> **INSTRUCTIONS FOR THE TASK**
Reproduce the following lines verbatim, from the first through the last, with no changes.

════════════════════

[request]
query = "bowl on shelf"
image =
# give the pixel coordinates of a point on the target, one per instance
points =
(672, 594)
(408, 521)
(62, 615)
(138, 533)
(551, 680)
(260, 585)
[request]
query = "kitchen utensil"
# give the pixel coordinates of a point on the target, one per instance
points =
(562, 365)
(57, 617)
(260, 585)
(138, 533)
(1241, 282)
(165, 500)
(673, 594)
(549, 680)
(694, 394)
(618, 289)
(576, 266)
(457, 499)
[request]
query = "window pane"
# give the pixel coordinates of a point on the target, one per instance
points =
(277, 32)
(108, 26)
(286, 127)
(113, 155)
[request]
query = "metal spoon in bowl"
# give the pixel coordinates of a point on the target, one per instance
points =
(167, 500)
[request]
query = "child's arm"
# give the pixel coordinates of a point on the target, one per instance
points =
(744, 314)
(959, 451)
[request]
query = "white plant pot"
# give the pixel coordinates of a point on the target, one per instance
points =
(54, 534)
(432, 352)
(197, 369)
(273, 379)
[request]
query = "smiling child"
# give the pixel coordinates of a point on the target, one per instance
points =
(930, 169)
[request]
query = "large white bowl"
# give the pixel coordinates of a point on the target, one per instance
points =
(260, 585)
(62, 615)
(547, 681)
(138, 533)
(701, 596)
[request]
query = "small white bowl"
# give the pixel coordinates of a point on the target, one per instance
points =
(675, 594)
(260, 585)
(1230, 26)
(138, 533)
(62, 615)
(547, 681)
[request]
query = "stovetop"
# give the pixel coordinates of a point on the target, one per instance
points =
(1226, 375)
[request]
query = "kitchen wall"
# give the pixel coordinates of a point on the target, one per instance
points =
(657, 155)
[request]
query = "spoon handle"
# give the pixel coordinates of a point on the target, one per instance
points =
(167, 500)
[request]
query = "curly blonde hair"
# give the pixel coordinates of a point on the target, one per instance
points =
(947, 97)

════════════════════

> **ANSWER TO THIS PROBLEM**
[request]
query = "bowl on shelf"
image =
# give the pixel coordinates of a point on the target, one per instance
points =
(672, 594)
(408, 521)
(62, 615)
(138, 533)
(551, 680)
(260, 585)
[request]
query = "kitchen utensil"
# give the pixel coordinates of a point on the target, one per instance
points =
(562, 365)
(57, 617)
(260, 585)
(138, 533)
(1241, 282)
(165, 500)
(673, 594)
(549, 680)
(694, 394)
(618, 289)
(576, 266)
(457, 499)
[request]
query = "window pane"
# give the pixel coordinates of a point on the target, one per instance
points =
(277, 32)
(108, 26)
(286, 127)
(113, 155)
[request]
query = "metal spoon in bowl"
# give the pixel coordinates of a point on the target, one per instance
points =
(167, 500)
[request]
query = "child's arm"
# give the pixel coordinates of a point on the target, one per instance
points =
(744, 314)
(959, 451)
[request]
query = "white plant pot"
# give the pixel coordinates of a point on the target, one per instance
points =
(54, 534)
(432, 352)
(197, 369)
(273, 379)
[request]
query = "smiling child"
# give the pixel coordinates of a point on the target, one per instance
points =
(930, 169)
[request]
query = "large white bowl"
# give the pixel coordinates of a point on the target, one per instance
points =
(260, 585)
(62, 615)
(547, 681)
(138, 533)
(701, 596)
[request]
query = "small white bowl"
# give the pixel coordinates of a point on the target, one per instance
points =
(675, 594)
(260, 585)
(1230, 26)
(138, 533)
(62, 615)
(547, 681)
[request]
query = "stovetop"
# give the pixel coordinates of a point on the target, one per instance
points =
(1226, 375)
[request]
query = "kitchen wall"
# give the pixel coordinates of a point on the target, one per instance
points =
(657, 155)
[request]
query = "spoon handle"
# give the pixel coordinates of a point on the target, one per instance
points =
(167, 500)
[request]
query = "curly blonde hair"
# give the pixel coordinates of a point on the target, one per instance
points =
(947, 97)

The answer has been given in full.